# [課題]
1) 北側斜線制限と日影規制の解説文を、「北側斜線制限,日影規制」を含む箇所から書き始め、「についてもご説明いたします。」まで書いたら終えなさい。その際、「建物」をすべて「建築物」に置き換えること。
2) 北側斜線制限と日影規制の解説文を、最後の文に続けて書き進めなさい。

# [出典]
☆ ☆ ☆ ☆ ☆ ☆ ☆

北側斜線制限と日影規制〜土地活用の基礎知識〜

北側斜線制限,日影規制
相続コンサルタント会社 ニーズ・プラスコラム担当の野呂です。

建物は、さまざまな場所に建てられています。一見、どんな建物でも建てていいように思えますが、実は建物には厳密な制限が存在します。
建物の面積や構造、用途、高さ、日影の落ちる時間などを地域ごとに制限することで、地域に住まう人々が快適に暮らせるようにするためです。

今回は、建築基準法で定められている「高さ制限」の中でも、「北側斜線制限」と「日影規制」に注目します。また、北側斜線制限や日影規制を定めている「建築基準法」と「都市計画法」についてもご説明いたします。

建築基準法と都市計画法との関わり

北側斜線制限や日影規制を定めたものに「建築基準法」と「都市計画法」があります。

都市計画法では、日本の国土を「都市計画区域」「準都市計画区域」「それ以外の区域」の3つに分け、建てられる建物の用途や高さ、規模などを制限し、秩序ある都市開発を行うよう誘導しています。

☆ ☆ ☆ ☆ ☆ ☆ ☆

# [記録]
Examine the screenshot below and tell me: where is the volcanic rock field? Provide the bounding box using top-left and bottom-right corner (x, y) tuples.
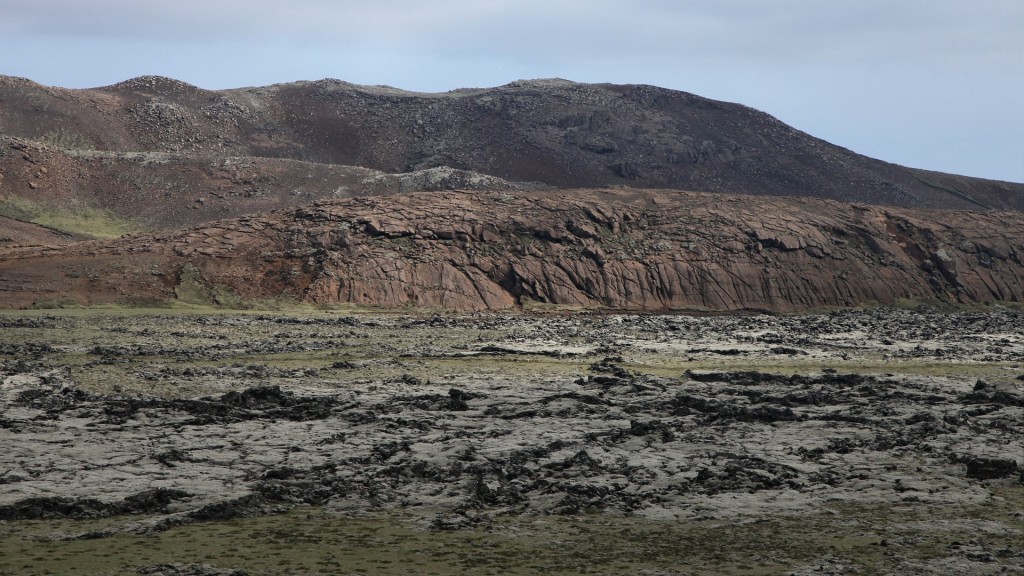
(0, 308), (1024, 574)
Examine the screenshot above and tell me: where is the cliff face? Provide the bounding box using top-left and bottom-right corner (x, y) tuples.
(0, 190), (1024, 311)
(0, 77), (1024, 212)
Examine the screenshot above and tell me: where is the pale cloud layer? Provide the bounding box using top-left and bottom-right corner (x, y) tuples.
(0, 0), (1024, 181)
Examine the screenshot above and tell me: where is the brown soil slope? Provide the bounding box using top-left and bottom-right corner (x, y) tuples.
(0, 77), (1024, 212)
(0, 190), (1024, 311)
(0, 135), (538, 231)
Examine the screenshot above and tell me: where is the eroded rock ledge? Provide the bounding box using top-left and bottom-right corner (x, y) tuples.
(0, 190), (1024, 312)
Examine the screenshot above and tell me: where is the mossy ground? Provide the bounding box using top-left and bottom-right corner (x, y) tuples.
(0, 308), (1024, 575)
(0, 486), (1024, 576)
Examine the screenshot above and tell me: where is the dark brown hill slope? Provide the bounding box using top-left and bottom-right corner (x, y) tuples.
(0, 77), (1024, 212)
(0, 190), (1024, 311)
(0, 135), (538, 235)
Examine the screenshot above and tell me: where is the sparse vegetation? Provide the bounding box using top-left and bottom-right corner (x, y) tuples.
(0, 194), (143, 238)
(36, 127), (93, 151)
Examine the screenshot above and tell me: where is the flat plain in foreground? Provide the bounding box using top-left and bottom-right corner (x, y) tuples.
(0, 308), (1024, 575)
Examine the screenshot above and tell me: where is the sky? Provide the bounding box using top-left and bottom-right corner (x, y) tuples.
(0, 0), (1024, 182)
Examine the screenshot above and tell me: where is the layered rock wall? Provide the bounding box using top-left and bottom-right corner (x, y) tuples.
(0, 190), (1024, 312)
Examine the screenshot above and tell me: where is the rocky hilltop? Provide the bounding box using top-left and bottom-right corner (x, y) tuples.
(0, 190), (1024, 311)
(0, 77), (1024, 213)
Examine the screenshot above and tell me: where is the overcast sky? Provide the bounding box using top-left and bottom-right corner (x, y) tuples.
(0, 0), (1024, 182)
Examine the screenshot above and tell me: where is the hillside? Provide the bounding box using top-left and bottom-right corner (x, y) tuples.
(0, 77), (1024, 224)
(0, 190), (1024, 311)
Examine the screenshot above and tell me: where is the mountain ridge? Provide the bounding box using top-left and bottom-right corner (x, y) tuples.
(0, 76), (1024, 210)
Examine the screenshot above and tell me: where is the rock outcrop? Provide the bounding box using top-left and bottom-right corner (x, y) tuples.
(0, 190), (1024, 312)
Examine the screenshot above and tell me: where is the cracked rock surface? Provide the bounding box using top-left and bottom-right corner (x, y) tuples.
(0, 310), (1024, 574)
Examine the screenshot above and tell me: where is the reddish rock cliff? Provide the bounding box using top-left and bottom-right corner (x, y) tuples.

☆ ☆ ☆ ☆ ☆ ☆ ☆

# [解答]
1)
北側斜線制限,日影規制
相続コンサルタント会社 ニーズ・プラスコラム担当の野呂です。

建築物は、さまざまな場所に建てられています。一見、どんな建築物でも建てていいように思えますが、実は建築物には厳密な制限が存在します。
建築物の面積や構造、用途、高さ、日影の落ちる時間などを地域ごとに制限することで、地域に住まう人々が快適に暮らせるようにするためです。

今回は、建築基準法で定められている「高さ制限」の中でも、「北側斜線制限」と「日影規制」に注目します。また、北側斜線制限や日影規制を定めている「建築基準法」と「都市計画法」についてもご説明いたします。

2)
一方の建築基準法では、都市計画区域内で建物を建てる場合の高さや規制などを定めています。

建築基準法とは

建築基準法とは、最低限守らなければならない建築物の安定・安全性の基準を定めた法律で、1950(昭和25)年に制定されたものです。
建築基準法は、法律(本体)・施行令・施行規則の3つの柱で構成されています。このうち、法律(本体)に付属している4つの別表(※)に、斜線制限や日影規制の基準などを定めています。

※別表(べっぴょう):建築基準法(本体)の後ろに付いているもので、法律に定められた内容を補ったり、法律制定後に定めた法律を追加したりする役割がある。

都市計画法と住居系地域

都市計画法とは、都市を計画的に整備していくために、1968(昭和43)年に制定された法律です。その中で、日本の国土を「都市計画区域」「準都市計画区域」「それ以外の区域」に分けています。

都市計画区域は、建物・施設を整備する地域(=市街化区域)と、環境を保全する地域(=市街化調整区域)に線引きされています。

市街化区域は、「住居系」「商業系」「工業系」の3つに分けられます。このうち、高さ制限が細かく定められているのが「住居系」と呼ばれる地域です。住居系地域は、低層住居専用地域と中高層住居専用地域に大分でき、この2つの中にさらに細かい分類があります。

それでは、低層住居専用地域と中高層住居専用地域について詳しく解説していきます。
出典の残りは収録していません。